> Task brief
Starting at the line that contains "segment takes a query phrase and scans the photo above." and ending with the line that contains "Query: knit texture", rewrite those lines as a Markdown table with the columns Row and Text. Number each line and leave out any blank lines.

>> start Data supplied

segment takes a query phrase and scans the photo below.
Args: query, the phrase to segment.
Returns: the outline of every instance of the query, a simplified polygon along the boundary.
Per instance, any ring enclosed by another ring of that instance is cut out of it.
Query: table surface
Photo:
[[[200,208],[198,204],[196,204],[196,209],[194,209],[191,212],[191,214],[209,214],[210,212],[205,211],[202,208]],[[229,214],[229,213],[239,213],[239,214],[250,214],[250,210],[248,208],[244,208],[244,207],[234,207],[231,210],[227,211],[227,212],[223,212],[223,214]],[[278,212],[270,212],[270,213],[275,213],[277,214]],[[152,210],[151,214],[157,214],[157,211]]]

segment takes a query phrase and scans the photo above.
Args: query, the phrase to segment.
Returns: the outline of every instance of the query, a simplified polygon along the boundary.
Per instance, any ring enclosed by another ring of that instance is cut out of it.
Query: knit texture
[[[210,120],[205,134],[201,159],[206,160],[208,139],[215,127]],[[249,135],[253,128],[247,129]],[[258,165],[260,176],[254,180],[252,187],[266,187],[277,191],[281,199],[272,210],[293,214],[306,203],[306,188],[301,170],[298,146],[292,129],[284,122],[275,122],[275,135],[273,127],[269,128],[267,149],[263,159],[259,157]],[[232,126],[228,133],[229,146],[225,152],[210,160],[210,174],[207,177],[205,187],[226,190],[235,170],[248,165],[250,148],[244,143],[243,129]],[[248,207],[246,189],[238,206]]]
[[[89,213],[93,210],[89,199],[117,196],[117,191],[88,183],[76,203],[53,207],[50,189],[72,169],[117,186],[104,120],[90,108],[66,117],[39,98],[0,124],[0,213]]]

>> end Data supplied
>> start Data supplied

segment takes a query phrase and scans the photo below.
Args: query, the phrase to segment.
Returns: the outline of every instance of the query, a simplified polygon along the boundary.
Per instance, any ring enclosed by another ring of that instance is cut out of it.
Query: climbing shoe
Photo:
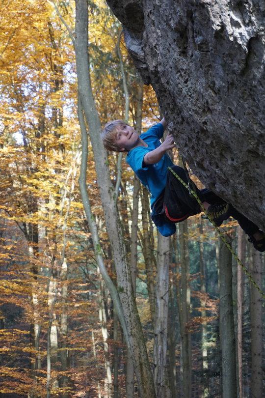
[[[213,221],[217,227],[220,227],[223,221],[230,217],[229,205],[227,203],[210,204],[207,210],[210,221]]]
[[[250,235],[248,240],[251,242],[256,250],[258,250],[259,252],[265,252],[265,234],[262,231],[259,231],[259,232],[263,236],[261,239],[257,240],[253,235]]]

>> end Data supplied

> Answer to the problem
| Row | Text |
|---|---|
| 1 | segment takes a query phrase and scans the photo above. |
| 2 | Args: query, the phrase to segment. |
| 3 | Returns: the outline of every instance of the query, a simplified polygon along the boundary. |
| 4 | Per instance, any ring enclosed by another ring of that instance is cut out of it. |
| 5 | Query: knit texture |